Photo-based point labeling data
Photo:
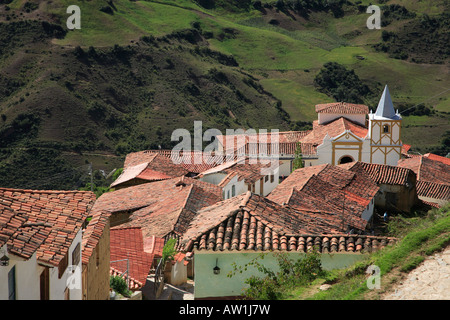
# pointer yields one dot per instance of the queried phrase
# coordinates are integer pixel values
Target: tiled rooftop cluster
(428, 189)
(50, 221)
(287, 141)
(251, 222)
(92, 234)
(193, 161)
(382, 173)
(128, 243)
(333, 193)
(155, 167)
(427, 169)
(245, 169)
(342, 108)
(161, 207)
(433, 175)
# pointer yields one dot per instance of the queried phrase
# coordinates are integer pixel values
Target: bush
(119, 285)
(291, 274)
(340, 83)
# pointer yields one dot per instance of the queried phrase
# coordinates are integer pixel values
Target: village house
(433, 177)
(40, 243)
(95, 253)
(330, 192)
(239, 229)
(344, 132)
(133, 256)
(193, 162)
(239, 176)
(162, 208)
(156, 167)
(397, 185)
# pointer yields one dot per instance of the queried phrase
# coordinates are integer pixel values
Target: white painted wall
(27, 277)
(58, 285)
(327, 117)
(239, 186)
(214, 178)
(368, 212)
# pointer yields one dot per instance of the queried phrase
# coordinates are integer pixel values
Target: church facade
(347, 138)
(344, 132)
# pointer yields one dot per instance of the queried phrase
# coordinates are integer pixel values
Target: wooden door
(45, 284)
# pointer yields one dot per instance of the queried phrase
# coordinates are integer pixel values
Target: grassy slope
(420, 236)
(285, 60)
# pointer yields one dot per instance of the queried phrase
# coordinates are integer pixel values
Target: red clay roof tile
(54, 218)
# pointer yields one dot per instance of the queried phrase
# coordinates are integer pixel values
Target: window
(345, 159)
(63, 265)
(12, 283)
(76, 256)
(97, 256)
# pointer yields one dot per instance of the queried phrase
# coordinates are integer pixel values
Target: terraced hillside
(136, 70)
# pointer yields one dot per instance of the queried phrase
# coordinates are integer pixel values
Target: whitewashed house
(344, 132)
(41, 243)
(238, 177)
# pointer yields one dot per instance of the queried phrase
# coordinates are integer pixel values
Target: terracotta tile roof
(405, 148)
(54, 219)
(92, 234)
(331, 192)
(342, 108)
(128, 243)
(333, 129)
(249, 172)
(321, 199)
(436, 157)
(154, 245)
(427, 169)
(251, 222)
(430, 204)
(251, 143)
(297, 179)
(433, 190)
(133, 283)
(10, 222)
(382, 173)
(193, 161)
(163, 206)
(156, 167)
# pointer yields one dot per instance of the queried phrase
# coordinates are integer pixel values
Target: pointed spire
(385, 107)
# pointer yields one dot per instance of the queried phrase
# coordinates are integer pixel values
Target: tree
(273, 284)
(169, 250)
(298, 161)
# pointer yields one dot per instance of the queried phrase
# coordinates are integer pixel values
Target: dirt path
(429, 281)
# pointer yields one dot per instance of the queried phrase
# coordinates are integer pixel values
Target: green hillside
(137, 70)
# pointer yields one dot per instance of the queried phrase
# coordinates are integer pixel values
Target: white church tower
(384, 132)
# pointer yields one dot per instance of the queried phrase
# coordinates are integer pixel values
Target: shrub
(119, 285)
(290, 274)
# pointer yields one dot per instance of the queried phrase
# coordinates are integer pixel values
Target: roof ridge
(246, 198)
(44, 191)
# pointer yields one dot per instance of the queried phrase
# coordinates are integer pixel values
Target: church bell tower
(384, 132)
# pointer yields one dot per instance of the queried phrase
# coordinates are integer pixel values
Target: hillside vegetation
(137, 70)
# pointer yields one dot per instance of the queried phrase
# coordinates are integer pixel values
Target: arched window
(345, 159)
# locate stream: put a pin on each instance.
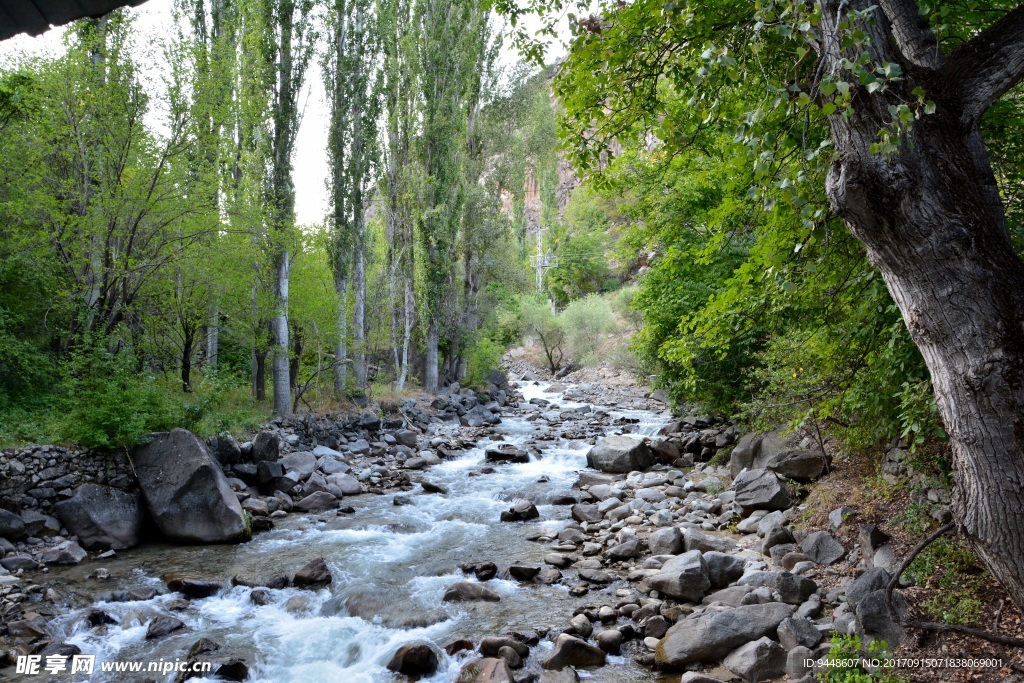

> _Your objective_
All the records above need to be given again word for word. Skip the pictures.

> _Response below_
Photo:
# pointer yields one dot per instance of the queried phrase
# coordinates are integer pixel values
Target: tiled rooftop cluster
(428, 189)
(50, 221)
(287, 141)
(251, 222)
(92, 234)
(193, 161)
(382, 173)
(128, 243)
(333, 193)
(155, 167)
(427, 169)
(245, 169)
(342, 108)
(161, 207)
(433, 175)
# pointer yields one dot per instance of the queried phrase
# coordinates are integer pixel values
Target: bush
(119, 285)
(291, 274)
(340, 83)
# pointer yields one dot per instance of the queried phrase
# coordinates are integer pixel values
Target: village house
(433, 177)
(40, 243)
(95, 253)
(330, 192)
(239, 229)
(344, 132)
(133, 256)
(193, 162)
(239, 176)
(162, 208)
(156, 167)
(397, 185)
# pointer yields one dot per instance of the queried phrase
# coordinates are integer pixel values
Target: white painted wall
(27, 277)
(58, 285)
(327, 117)
(239, 186)
(214, 178)
(368, 212)
# pointer yields one dot per instance of the queried phrase
# coordinates are integer pixel values
Target: church facade
(347, 138)
(344, 132)
# pointer yields one dot per instance of the queried phrase
# coordinates are integer pixel values
Target: wooden door
(45, 284)
# pointer yields one dot per instance of the queried phrase
# coordinates are integer pixel values
Target: grassy slope
(420, 236)
(285, 60)
# pointer yields one dot per instance of the queried phrase
# coordinates are integer pixel values
Target: red clay roof tile
(54, 218)
# pointer yields one dot per instance of the queried phrase
# coordinates are integer pixel values
Target: window
(345, 159)
(63, 265)
(12, 283)
(76, 256)
(97, 256)
# pointer yields one dot per instance of the queried phrase
# coordinates are integer pixel values
Target: terraced hillside
(136, 70)
# pointer yields one dot per instance of the queried phrase
# coordinates are integer pixel values
Target: whitewashed house
(344, 132)
(41, 243)
(238, 177)
# pointer yields one dot per instance of the queried phrase
# coordinates are integer pixel values
Target: terracotta tile roof
(405, 148)
(54, 219)
(92, 234)
(331, 192)
(342, 108)
(128, 243)
(333, 129)
(249, 172)
(321, 199)
(436, 157)
(154, 245)
(427, 169)
(251, 222)
(430, 204)
(251, 143)
(297, 179)
(433, 190)
(133, 283)
(10, 222)
(382, 173)
(193, 161)
(163, 206)
(156, 167)
# pointer yields one dot per instance of the queried phrase
# coordinates are integer pixel values
Target: pointed spire
(385, 107)
# pointer yields one dot per instance of the queried phrase
# coordinates are integer pixel values
Target: tree
(273, 284)
(169, 250)
(298, 161)
# pointer yields one dot per instance of the queried phrase
# coordinates are integer pixel values
Target: dirt path
(429, 281)
# pointer yields one dot per instance of the queried phrase
# coordinates are integer pixel values
Target: green hillside
(137, 70)
# pointer yields one dot per instance of the queried phrase
# coordinates are integer pixel values
Target: white church tower
(384, 132)
# pointer yields one dot per instance of the queried phrase
# coordinates are integer pixel values
Target: shrub
(119, 285)
(290, 274)
# pointer yields one dot per instance of the queried phrase
# coordinates are integer pixel values
Target: roof ridge
(246, 198)
(44, 191)
# pointer yields one dot per instance of the queried phrase
# coordinates are integer pixel values
Target: church bell tower
(384, 132)
# pointer yields one dot per instance of the queried phrase
# coordinates are integer pixel values
Target: hillside vegetation
(137, 70)
# pointer yields one dot per instance of the queried phrase
# coordinates are integer pixel values
Target: arched window
(345, 159)
# locate stream: put a pin on each instance.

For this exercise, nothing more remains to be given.